Objectifs:
1 – Dans le texte sur Léonce Verny, quel nom a-t-on donné aux manœuvres militaires franco-japonaises de 2022 ?
2 – Déplacez de 19 chaque coordonnée des réponses en ajoutant 19 à tous leurs nombres, puis redonnez les entrées avec leurs demandes, depuis le début des entrées jusqu'à la ligne contenant "<point>208,248</point>", celle-ci comprise. Ne redonnez que ces lignes.

Extrait cité:
************
Léonce Verny (X1856) & Yokosuka : une rencontre qui lie encore France & Japon
Léonce Verny (X1856) a construit l’arsenal de Yokosuka au Japon, qui reste le principal port militaire de ce pays. Il a été un peu oublié, voire dénigré. Heureusement, sa mémoire revient peu à peu dans le panthéon de grands polytechniciens. D’ailleurs le Japon ne l’avait jamais oublié et il est invoqué dès qu’on veut célébrer la coopération entre nos deux pays.
Nul n’est prophète en son pays… encore plus quand son intervention est lointaine ! C’est le cas de Léonce Verny, X1856. Il est ignoré du grand public ; les livres scolaires évoquant le développement de la Marine japonaise nous renvoient à l’un de ses amis et successeur, Émile Bertin (X1858) ; c’est encore le cas aujourd’hui dans le Larousse. Le 29 septembre 1922, le mot de l’ambassadeur de France à Tokyo, Paul Claudel, lors de l’inauguration des statues de Léonce Verny et du comte Oguri, ministre des Finances du gouvernement shogunal et initiateur de la construction de l’arsenal, était, et reste, pertinent : « Le nom de Verny est presque inconnu en France, mais c’est une des forces du Japon de conserver pieusement ses traditions, d’honorer la mémoire des maîtres qui, jadis, ont formé la main et le cœur des générations montantes… »
Ni l’École ni le Japon n’ont oublié
Polytechnique, elle, a su garder comme le Japon la tradition d’honorer ses anciens, qui ont bénéficié d’une formation excellente et adaptée aux besoins de leur temps. En effet, Verny est cité largement dans les annales du centenaire de l’École (dans École polytechnique, Livre du centenaire, 1794–1894, tome II, pages 206–213, https://gallica.bnf.fr/ark:/12148/bpt6k6489464g) ; son portrait fut projeté sur un rideau d’eau lors du bicentenaire ; dans La Jaune et la Rouge n° 474, en 1992, un très bon article avait été publié, L’échec d’un projet sous influence française : l’arsenal de Yokosuka ; puis en 2014 Transfert de compétences à Yokosuka ; enfin en 2015, l’X est présente aux cérémonies du 150e anniversaire de la fondation de l’arsenal. Échec ?
“Les manœuvres militaires franco-japonaises de 2022 ont été baptisées « Oguri-Verny ».”
Ne nous y trompons pas : si la mission de Verny se termine dans les mesquineries humaines et administratives, elle reste une réussite durable, comme en témoigne l’importance symbolique qu’elle conserve dans les relations franco-japonaises. En effet, chaque année notre ambassadeur participe à une ou deux cérémonies devant les bustes d’Oguri et de Verny, et, dernier exemple, les manœuvres militaires franco-japonaises de 2022 ont été baptisées « Oguri-Verny ».
************
Contenu des données:
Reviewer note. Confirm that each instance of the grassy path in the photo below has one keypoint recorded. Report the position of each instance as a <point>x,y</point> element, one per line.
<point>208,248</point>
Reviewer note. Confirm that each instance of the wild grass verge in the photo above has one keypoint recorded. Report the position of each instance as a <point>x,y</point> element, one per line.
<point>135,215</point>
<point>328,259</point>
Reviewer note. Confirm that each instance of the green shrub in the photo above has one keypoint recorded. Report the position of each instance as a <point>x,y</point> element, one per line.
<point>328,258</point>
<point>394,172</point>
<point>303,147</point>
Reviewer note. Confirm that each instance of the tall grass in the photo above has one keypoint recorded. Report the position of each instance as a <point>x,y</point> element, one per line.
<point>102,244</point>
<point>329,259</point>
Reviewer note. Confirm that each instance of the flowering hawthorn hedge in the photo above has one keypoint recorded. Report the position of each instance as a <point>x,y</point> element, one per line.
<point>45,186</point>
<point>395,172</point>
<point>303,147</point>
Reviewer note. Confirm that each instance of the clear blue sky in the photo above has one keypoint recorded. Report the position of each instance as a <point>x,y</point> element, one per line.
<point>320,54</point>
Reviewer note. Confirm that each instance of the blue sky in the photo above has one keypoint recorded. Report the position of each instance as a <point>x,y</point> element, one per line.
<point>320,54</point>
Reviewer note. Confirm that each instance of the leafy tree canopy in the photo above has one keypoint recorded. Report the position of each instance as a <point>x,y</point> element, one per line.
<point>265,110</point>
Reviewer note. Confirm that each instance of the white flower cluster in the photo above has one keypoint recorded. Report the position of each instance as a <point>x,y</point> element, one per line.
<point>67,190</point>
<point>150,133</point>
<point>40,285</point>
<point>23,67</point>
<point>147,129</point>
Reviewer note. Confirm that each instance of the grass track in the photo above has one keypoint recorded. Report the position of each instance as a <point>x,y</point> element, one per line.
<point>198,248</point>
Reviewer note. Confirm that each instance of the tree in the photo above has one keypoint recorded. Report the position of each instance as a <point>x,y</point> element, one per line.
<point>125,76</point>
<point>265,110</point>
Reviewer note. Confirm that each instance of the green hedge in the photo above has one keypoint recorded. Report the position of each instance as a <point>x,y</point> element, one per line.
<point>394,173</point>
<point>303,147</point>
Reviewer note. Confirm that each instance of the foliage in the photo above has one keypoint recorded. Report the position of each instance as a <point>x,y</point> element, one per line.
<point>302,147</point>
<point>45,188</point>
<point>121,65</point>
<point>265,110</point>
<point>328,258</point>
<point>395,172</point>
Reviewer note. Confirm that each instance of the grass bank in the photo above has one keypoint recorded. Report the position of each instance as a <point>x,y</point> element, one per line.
************
Réponses attendues:
1 – Elles ont été baptisées « Oguri-Verny ».

2 –
Reviewer note. Confirm that each instance of the grassy path in the photo below has one keypoint recorded. Report the position of each instance as a <point>x,y</point> element, one per line.
<point>227,267</point>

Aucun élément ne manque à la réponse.